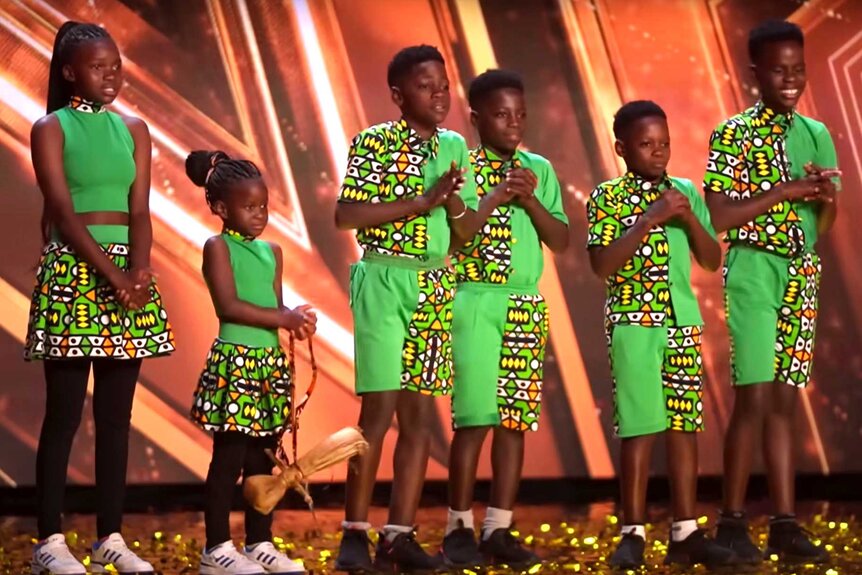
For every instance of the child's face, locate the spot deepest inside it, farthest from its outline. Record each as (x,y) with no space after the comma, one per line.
(423,95)
(501,120)
(780,74)
(245,209)
(646,147)
(95,68)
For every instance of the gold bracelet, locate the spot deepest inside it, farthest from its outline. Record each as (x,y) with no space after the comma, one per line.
(461,215)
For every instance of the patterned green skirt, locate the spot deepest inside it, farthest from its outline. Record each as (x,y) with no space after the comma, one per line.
(244,389)
(74,312)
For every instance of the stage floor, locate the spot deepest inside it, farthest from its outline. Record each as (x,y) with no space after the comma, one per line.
(571,540)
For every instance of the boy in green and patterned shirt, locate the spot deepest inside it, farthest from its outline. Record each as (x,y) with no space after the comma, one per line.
(768,183)
(643,228)
(500,327)
(407,189)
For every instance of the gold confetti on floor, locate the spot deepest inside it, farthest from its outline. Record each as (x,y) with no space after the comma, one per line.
(574,540)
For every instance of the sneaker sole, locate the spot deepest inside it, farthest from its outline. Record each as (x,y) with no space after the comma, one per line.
(36,570)
(794,559)
(96,568)
(209,570)
(358,569)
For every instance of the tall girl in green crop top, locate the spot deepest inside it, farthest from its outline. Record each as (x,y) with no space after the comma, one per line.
(95,305)
(243,393)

• • • •

TRY IT:
The answer should be the exact lines running from the line containing "For every instance of the gold confetti" to the last line of the entries, with nothing else.

THE ANSWER:
For every instance of the gold confetti on floor, locate the spot deepest inside it, farthest from its outline. Record each as (x,y) with no space after the comma, one per line.
(574,540)
For every instance of the sneaker sole, locate the spot deepest inside it, farthest from its outline. Record each as (x,y) with no space after the comma, one per line.
(36,570)
(794,559)
(96,568)
(209,570)
(358,569)
For every instance of the tall girl in green crop top, locate the spot deepest inside it, farthest from its outline. Record each as (x,y) with no space after the comma, one per line.
(95,305)
(243,393)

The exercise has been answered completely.